• TEXT PASSAGE:
Confidence Intervals using Profile Likelihood

Calculates confidence intervals for one or more parameters in a fitted model object. A function that returns the log-likelihood must be supplied, either directly via the argument loglik or using a logLikFn S3 generic.

Usage

profileCI(
  object,
  loglik,
  ...,
  parm = "all",
  level = 0.95,
  profile = TRUE,
  mult = 32,
  faster = TRUE,
  epsilon = -1,
  flat = 1e-06,
  lb,
  ub,
  optim_args = list()
)

Arguments

object

A fitted model object. This object must have a coef S3 method. If faster = TRUE then it must also have a vcov S3 method. If necessary, these may be created using .S3method(). For example, if object is a list inheriting from class "foo", with coefficients in object$coefficients and variance-covariance matrix in object$vcov, then use .S3method("coef", "foo", function(x) x$coefficients) and .S3method("vcov", "foo", function(x) x$vcov).

• SET TASK 1:
Answer these questions using the profile likelihood documentation above:
(a) What two ways does it give for supplying a function that returns the log-likelihood?
(b) What is the default value of level?
(c) If faster = TRUE, which S3 method must the fitted model object have in addition to coef?
• SET TASK 2:
Duplicate the stretch of the profile likelihood documentation above from "Confidence Intervals using" through "logLikFn S3 generic.".

• PROVIDED MATERIAL:
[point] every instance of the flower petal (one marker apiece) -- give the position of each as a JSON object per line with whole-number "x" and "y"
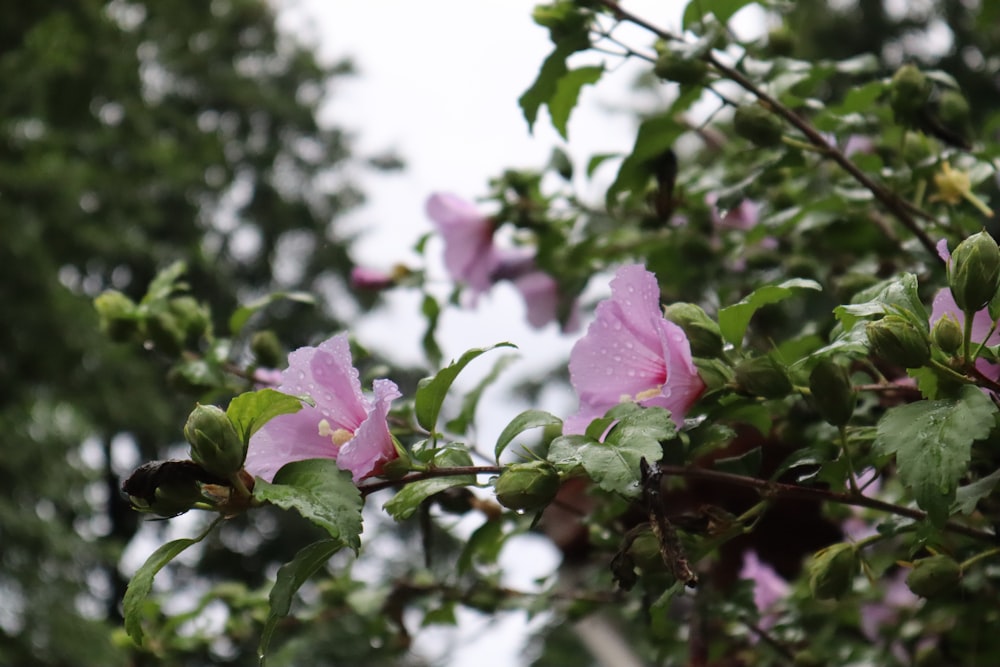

• RESPONSE 1:
(a) Directly via the argument loglik, or using a logLikFn S3 generic.
(b) 0.95
(c) A vcov S3 method.

• RESPONSE 2:
Confidence Intervals using Profile Likelihood

Calculates confidence intervals for one or more parameters in a fitted model object. A function that returns the log-likelihood must be supplied, either directly via the argument loglik or using a logLikFn S3 generic.